───── Data ─────
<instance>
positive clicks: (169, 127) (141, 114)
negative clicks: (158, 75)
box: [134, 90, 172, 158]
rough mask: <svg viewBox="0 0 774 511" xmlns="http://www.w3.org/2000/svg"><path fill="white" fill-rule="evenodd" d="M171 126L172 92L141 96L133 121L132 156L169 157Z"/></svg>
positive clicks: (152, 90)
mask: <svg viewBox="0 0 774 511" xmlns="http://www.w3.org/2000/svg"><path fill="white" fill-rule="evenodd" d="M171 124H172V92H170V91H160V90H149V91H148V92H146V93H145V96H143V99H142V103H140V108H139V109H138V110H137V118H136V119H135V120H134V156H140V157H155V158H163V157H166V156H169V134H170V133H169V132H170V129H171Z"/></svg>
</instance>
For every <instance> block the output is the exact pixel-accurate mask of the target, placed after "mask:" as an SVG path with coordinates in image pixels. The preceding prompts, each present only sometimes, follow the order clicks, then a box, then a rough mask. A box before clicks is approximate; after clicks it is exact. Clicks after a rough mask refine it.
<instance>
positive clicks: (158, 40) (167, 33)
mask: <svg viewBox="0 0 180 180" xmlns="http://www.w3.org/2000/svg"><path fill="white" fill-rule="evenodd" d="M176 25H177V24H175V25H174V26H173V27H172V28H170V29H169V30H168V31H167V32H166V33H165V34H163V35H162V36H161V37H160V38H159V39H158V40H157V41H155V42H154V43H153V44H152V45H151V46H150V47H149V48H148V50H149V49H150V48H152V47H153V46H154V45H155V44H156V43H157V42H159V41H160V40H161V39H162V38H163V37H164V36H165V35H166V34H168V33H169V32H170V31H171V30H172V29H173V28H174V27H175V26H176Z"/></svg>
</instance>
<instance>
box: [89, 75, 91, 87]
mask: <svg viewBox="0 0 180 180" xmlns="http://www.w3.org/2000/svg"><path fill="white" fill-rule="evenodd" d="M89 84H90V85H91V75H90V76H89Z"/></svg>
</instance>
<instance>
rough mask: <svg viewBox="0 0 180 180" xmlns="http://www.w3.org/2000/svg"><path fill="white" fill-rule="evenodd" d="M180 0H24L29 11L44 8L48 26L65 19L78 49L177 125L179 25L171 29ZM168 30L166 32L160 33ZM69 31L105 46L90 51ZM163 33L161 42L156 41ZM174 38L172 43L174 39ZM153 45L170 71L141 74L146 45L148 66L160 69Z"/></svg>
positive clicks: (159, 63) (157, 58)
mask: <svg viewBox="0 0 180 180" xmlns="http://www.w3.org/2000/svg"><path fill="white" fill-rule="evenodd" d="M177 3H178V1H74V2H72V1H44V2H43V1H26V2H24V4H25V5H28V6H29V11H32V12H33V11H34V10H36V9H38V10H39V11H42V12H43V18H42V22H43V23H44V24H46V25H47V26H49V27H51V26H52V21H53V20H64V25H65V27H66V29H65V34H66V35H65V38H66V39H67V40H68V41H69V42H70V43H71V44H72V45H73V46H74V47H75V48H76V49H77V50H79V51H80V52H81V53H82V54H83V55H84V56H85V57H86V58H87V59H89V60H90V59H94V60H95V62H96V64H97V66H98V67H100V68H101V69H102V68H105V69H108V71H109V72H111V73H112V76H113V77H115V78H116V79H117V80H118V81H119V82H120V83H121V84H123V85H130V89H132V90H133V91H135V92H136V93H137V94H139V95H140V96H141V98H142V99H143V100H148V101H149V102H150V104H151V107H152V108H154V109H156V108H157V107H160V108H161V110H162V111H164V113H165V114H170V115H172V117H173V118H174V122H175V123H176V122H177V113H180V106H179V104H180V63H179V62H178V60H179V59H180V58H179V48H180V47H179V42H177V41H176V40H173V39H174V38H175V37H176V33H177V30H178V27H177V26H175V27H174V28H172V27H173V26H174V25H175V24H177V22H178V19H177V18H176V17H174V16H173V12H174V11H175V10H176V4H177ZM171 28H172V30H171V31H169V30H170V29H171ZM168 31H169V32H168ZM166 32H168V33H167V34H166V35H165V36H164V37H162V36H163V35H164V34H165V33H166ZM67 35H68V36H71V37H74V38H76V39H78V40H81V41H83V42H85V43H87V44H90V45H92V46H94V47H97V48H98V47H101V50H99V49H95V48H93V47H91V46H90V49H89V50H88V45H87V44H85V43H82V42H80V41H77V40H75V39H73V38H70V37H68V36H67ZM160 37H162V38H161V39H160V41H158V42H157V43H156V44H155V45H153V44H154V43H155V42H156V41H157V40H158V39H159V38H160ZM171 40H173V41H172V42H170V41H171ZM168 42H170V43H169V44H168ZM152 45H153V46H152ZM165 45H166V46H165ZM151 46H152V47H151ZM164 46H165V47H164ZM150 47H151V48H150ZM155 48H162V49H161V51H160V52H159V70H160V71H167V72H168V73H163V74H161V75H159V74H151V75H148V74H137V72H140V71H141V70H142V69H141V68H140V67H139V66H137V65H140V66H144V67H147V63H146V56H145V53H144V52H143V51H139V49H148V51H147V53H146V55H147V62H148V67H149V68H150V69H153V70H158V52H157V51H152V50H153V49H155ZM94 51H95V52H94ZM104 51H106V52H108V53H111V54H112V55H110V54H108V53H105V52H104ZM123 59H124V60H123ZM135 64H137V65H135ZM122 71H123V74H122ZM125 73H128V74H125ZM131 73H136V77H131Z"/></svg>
─────
───── Data ─────
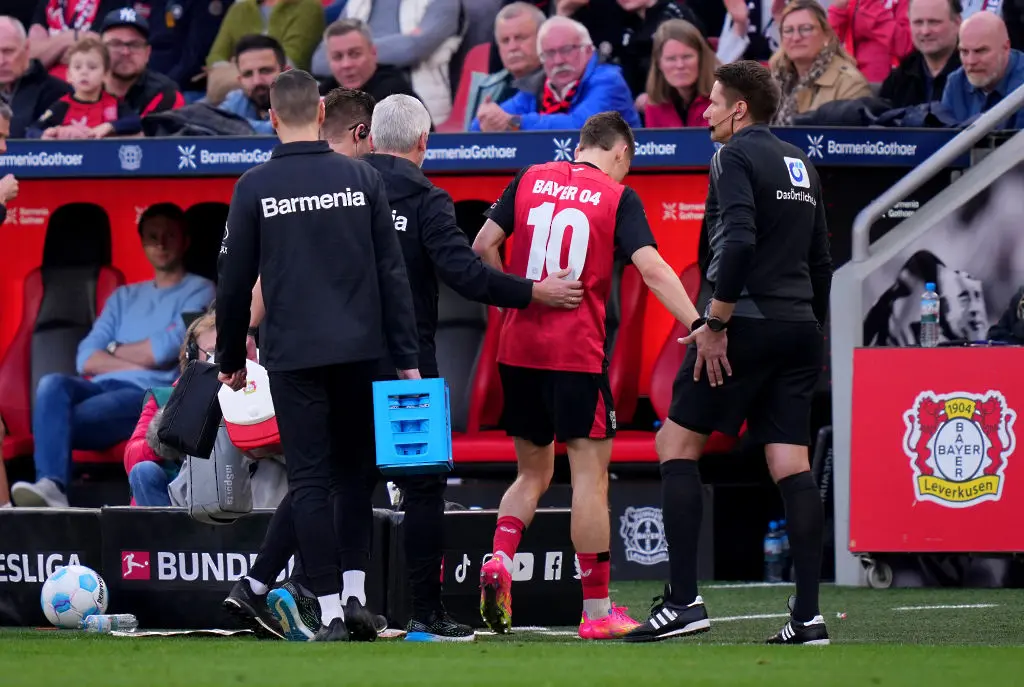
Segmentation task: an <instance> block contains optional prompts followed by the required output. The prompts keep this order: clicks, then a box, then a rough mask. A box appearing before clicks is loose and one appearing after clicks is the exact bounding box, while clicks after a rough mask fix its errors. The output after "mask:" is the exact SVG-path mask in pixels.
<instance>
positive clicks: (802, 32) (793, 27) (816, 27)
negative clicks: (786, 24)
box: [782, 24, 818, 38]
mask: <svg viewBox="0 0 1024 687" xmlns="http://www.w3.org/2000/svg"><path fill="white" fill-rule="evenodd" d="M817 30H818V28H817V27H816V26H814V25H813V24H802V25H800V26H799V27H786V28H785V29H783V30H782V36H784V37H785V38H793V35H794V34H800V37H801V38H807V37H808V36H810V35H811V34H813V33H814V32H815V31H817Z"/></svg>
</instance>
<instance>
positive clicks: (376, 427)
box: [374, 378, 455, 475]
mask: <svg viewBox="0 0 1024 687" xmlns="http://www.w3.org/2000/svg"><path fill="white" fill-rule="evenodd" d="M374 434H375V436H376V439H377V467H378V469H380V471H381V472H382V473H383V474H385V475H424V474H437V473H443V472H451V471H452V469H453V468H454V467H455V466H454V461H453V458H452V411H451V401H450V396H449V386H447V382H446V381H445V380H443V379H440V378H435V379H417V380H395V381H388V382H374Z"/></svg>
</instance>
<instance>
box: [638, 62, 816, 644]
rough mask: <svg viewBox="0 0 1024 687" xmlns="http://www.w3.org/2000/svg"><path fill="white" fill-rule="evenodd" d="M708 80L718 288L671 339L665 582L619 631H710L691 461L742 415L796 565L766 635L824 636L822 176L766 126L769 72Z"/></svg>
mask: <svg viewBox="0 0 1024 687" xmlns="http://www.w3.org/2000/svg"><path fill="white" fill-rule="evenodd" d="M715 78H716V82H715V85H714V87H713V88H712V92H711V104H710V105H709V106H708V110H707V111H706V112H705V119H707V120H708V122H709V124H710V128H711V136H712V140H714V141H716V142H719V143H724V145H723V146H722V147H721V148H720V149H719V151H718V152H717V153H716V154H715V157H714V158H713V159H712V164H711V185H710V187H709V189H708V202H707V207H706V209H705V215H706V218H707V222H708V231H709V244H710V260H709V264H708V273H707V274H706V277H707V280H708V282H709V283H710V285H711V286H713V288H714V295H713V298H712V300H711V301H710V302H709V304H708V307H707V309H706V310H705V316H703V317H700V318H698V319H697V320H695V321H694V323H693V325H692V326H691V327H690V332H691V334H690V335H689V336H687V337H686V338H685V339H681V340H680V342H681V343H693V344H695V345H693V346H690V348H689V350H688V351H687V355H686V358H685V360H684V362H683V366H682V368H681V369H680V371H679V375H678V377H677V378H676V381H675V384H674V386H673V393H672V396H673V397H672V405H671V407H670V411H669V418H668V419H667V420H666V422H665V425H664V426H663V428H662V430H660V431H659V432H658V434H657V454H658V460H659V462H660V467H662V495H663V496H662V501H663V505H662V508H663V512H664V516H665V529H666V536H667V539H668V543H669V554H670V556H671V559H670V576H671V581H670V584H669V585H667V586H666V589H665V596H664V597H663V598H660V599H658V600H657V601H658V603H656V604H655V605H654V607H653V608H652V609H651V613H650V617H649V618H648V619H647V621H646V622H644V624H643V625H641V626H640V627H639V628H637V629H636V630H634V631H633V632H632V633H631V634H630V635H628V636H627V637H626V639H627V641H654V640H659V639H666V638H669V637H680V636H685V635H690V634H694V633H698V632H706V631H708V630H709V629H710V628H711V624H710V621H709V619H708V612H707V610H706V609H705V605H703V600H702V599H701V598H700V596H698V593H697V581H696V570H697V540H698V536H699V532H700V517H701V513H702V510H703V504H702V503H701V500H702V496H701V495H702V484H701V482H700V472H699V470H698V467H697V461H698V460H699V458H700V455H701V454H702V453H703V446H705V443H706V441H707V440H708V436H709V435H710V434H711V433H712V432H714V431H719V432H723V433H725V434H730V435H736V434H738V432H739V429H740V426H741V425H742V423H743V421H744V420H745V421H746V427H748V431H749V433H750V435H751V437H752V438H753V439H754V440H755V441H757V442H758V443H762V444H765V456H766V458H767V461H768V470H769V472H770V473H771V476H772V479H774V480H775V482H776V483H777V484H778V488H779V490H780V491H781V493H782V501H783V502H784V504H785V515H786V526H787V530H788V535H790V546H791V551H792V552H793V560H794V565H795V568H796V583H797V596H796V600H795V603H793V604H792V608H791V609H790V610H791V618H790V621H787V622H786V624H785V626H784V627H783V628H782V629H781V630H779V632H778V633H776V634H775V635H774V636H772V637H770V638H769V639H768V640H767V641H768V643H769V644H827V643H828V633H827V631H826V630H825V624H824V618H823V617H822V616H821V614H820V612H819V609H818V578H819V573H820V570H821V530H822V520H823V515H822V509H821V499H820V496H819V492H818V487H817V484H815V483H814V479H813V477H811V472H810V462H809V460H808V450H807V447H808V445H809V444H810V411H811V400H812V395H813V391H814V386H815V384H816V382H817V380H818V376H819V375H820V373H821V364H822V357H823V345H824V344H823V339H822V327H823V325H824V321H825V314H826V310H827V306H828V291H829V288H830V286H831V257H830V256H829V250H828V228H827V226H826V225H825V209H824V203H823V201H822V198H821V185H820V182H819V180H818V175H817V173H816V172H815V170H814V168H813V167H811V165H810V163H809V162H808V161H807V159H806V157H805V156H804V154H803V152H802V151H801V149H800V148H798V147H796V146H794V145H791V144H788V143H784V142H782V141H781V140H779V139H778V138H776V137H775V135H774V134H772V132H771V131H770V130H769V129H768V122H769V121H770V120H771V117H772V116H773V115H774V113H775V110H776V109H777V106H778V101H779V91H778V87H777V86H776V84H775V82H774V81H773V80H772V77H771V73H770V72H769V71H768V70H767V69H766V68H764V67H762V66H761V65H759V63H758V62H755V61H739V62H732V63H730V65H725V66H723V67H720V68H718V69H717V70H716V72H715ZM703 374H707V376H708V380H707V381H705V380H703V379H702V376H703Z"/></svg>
─────
What this task involves = Among the records, find every line holding the word "negative" and copy it.

Result for this task =
negative clicks: (158, 75)
negative clicks: (786, 24)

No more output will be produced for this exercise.